◆ DATA FOR THIS EXERCISE:
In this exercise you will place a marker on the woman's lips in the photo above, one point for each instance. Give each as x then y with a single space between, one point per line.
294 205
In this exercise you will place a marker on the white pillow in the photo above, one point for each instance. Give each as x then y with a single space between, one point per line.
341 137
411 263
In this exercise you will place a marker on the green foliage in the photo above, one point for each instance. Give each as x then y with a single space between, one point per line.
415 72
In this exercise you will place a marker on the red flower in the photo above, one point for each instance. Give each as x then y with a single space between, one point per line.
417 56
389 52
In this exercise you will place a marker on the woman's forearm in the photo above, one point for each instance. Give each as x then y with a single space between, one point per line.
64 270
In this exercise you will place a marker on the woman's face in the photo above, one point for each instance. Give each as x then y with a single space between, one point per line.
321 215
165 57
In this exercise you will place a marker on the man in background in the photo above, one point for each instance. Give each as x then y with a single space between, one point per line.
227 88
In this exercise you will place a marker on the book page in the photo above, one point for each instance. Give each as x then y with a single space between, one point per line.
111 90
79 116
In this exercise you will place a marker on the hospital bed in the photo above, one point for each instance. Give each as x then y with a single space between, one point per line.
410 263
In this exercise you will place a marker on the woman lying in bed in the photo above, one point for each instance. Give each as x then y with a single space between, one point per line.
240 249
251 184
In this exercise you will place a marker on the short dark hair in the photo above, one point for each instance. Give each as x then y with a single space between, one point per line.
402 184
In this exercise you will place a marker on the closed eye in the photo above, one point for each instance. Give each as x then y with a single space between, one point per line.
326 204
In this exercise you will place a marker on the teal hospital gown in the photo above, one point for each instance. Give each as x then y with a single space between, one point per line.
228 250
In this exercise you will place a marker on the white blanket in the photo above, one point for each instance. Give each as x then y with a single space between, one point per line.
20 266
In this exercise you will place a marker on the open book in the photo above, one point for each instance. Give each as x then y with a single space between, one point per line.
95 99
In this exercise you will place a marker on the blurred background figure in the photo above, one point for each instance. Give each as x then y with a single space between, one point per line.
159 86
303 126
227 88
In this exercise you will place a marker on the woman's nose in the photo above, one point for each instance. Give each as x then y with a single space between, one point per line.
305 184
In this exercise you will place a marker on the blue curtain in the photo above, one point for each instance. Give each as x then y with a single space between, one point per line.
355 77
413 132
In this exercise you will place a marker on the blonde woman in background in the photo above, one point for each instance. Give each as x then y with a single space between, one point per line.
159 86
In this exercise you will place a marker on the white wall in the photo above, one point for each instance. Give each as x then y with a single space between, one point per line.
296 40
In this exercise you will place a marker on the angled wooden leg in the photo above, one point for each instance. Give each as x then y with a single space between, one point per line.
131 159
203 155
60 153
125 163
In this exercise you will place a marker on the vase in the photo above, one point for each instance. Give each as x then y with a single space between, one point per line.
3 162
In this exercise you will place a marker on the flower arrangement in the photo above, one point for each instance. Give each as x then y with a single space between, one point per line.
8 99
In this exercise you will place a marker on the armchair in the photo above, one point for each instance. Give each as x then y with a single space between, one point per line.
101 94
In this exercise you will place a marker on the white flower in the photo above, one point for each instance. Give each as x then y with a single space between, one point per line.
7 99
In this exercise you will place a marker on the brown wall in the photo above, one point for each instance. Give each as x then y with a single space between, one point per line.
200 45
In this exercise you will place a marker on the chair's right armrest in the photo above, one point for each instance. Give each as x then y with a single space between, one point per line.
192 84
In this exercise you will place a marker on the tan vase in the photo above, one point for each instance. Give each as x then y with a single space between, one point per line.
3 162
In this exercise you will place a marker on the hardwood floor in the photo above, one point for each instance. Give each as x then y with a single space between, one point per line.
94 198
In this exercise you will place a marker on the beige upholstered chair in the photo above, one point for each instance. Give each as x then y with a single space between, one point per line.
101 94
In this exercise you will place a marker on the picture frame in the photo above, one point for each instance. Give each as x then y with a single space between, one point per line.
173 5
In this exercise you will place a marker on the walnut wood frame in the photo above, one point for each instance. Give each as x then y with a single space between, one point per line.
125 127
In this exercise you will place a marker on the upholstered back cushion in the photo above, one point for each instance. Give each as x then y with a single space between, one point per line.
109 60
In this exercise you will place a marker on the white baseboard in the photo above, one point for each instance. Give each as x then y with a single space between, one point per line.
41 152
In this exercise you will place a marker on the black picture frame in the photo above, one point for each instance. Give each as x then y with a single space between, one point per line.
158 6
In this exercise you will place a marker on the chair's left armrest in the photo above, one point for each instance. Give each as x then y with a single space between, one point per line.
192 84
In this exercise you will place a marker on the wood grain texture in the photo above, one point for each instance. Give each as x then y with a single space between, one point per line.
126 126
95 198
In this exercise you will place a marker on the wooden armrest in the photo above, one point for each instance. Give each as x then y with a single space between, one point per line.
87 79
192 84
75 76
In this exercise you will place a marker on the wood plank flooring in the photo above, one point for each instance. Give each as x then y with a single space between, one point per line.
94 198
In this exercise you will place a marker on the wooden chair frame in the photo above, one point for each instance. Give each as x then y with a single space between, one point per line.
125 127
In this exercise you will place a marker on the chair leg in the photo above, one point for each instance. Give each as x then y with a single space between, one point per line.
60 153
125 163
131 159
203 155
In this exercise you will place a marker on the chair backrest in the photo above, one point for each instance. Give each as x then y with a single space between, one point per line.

◆ WHAT IS EXPECTED:
Every record above needs to be repeated word for word.

◆ RESPONSE:
In this exercise you will place a marker on the woman's lips in the photo above, one point for each instance. Give each as x then y with a single space between, one point per line.
294 205
In this exercise you will place a marker on the white pillow in the photo above, one point for each instance. Give each as x then y with a single space between, one point per line.
341 137
411 263
In this exercise you will place a marker on the green foliage in the photo above, one point for each instance. Give each as x then y with a single space between, one point per line.
415 72
In this exercise you will place a marker on the red flower in the photo above, one point for each instance. Give each as x then y with a single space between, one point per line.
417 56
389 52
In this exercise you will place a marker on the woman's forearm in the photo above, one point for each instance. Give each as x then y with a single space between, one point per line.
64 270
In this exercise you will place a marker on the woman's face in the photo above, one point for each instance. Give each as x then y with a single space between, one point per line.
321 215
165 57
In this exercise you will place a marker on the man in background in the photo above, one point for each instance. Give each as x then y with a single space between, one point per line.
227 88
In this exercise you will place a marker on the book page in the photo above, one point for each instance. Give each as x then y with a single space between, one point per line.
111 90
79 116
In this exercise you will place a marker on the hospital bed in the photo above, one point for each instance. Give each as x then y with a single space between, one point per line.
410 263
In this exercise you will place a marker on the woman lying in bed in the photo above, one point for each instance. Give each as x then y with a single space between, one point per line.
240 249
251 184
In this exercise you will place a marker on the short dark hair in the photo above, one point for each instance. Give each as x then y with a single space between, one point per line.
402 184
In this exercise you will place a marker on the closed eye in the photo above, one point for each instance. Give each as x then y with a single space between, one point per line.
326 204
In this exercise you will place a marker on the teal hospital gown in the photo above, one point for each instance. Give each as x then y with a single space between, one point per line.
228 250
In this exercise you will place a marker on the white blanket in the photo above, one point for each instance. Give each as x then y with a single space between, one point per line.
20 266
In this exercise you will place a marker on the open book in the photo above, one point for each instance. Give each as x then y with a single space between, one point per line.
95 99
In this exercise you will place a marker on the blurred background figure in the photo above, one point for each instance. Give each as x then y with a single space between, one point per line.
159 86
303 126
227 88
In this exercise you will place a marker on the woman's nose in the photo above, one point for each instance. Give each as x then y with a single space between, one point per line.
305 184
In this exercise you will place a marker on the blue curtain in the photo above, one point for each instance. Give each as x then y with a single space between, one point per line.
355 77
413 132
In this exercise you will place a marker on the blonde woman in background in the photo above, one point for each instance. Give each as x then y with a single space between, one point per line.
159 86
In this exercise you will place a marker on the white wall in the photo above, one point for each instance. Give each as x then y with a single space between, one point per line.
296 40
In this exercise you will place a marker on the angled wooden leg in the photo above, one point for each instance. Give each as x then y with a single space between, one point per line.
131 159
203 155
60 153
125 163
In this exercise you will place a marker on the vase in the photo above, one point for each instance. Give each as x then y with a single space between, one point per line.
3 162
In this exercise you will place a marker on the flower arrangement in the photo above, one point for each instance. Give each as x then y with a single space between, one point per line.
8 99
In this exercise you will place a marker on the armchair in the photo above, one point for each instance. Give each as x then y with a single space between, one point per line.
101 94
In this exercise you will place a marker on the white flower in the photo above, one point for each instance. Give each as x then y with a single space between, one point per line.
7 99
In this exercise you will place a marker on the brown wall in the photo above, one point for each instance. Give each as x then y with a single space between, one point per line.
200 45
In this exercise you will place a marker on the chair's right armrest in the photo above, one point for each instance. Give each as x then y with a single space between, one point per line.
192 84
In this exercise you will place a marker on the tan vase in the photo above, one point for each instance. Give each as x then y with a single space between, one point per line.
3 162
In this exercise you will place a marker on the hardwood floor in the photo above, one point for each instance. Give each as x then y with a single space between, one point per line.
94 198
In this exercise you will place a marker on the beige upholstered chair in the photo above, one point for each instance. Give each as x then y with a single space between, one point per line.
101 94
In this exercise you will place a marker on the picture frame in the photo above, one point for each instance. Give each as x then y with a single space between, one point per line.
173 5
In this exercise you will place a marker on the walnut wood frame in the photo above, one point for each instance. Give each as x then y with a single space between, one point per line.
125 127
In this exercise you will place a marker on the upholstered back cushion in the photo above, one point for each instance. Give each as x then y with a single space between, one point per line.
109 60
In this exercise you will place a marker on the white baseboard in the photo above, one point for each instance. Give each as x then y with a single space between, one point per line.
41 152
In this exercise you will place a marker on the black picture frame in the photo above, one point for each instance. Give each as x then y with a single space between, one point per line.
158 6
In this exercise you will place a marker on the chair's left armrest in the photo above, one point for each instance. Give each as x then y with a single space between, one point per line.
192 84
In this exercise you will place a marker on the wood grain texture in the photo above, one point for each instance. Give each as x then y with a single space between, one point per line.
126 126
95 198
In this exercise you will place a marker on the wooden armrest in the photo above, one point for each instance. Give each as x then y with a single space between, one point per line.
87 79
192 84
75 76
In this exercise you will place a marker on the wood plank flooring in the photo above, one point for each instance. Give each as x then y with a single space between, one point per line.
94 198
In this exercise you will place a marker on the wooden chair frame in the photo above, one point for each instance. Give each as x then y with a single space between, one point per line.
125 127
In this exercise you will place a marker on the chair leg in the photo above, one point for each instance. Give each as x then y with a single space between, one point per line.
60 153
125 163
131 159
203 155
In this exercise you will place a marker on the chair backrest in the photo above, one point for each instance. Give each as x then y with a single space between, one point per line.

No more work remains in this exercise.